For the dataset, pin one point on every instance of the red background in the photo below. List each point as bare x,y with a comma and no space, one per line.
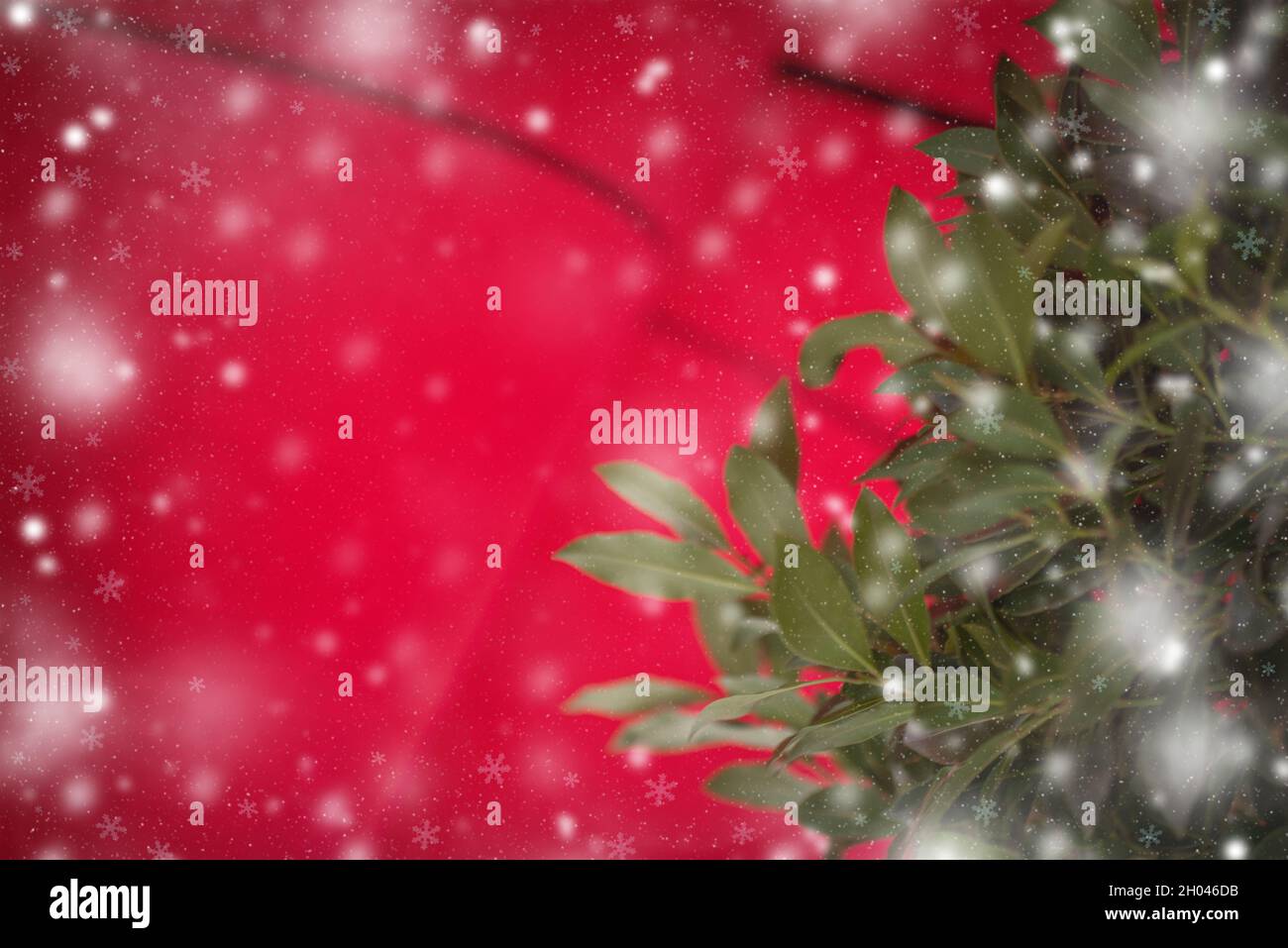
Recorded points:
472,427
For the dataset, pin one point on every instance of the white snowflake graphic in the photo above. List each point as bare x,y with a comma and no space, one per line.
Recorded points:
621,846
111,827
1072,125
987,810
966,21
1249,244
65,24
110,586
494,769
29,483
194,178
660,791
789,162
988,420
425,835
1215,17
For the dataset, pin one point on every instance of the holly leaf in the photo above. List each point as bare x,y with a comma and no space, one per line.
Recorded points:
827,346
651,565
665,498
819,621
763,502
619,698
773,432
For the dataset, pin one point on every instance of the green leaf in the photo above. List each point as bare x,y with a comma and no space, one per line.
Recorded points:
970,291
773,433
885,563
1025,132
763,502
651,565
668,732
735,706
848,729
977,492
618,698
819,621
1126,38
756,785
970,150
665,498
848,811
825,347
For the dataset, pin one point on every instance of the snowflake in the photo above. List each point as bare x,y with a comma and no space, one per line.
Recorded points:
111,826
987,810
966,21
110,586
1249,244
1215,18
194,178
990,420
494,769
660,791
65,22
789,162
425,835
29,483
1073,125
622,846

**WORK TO BE COMPLETED**
For every line above with the word "snowflake" in it, make a copy.

**RESULT**
For the dataset, pin one point on every instance of the white snowflake graphic in the photo above. List each point as bare x,y with a comma and no space, one per line.
For the dataset, pin one point on every instance of the snowflake in the photo above. List each point as bare x,y with a comma and no space, one per line.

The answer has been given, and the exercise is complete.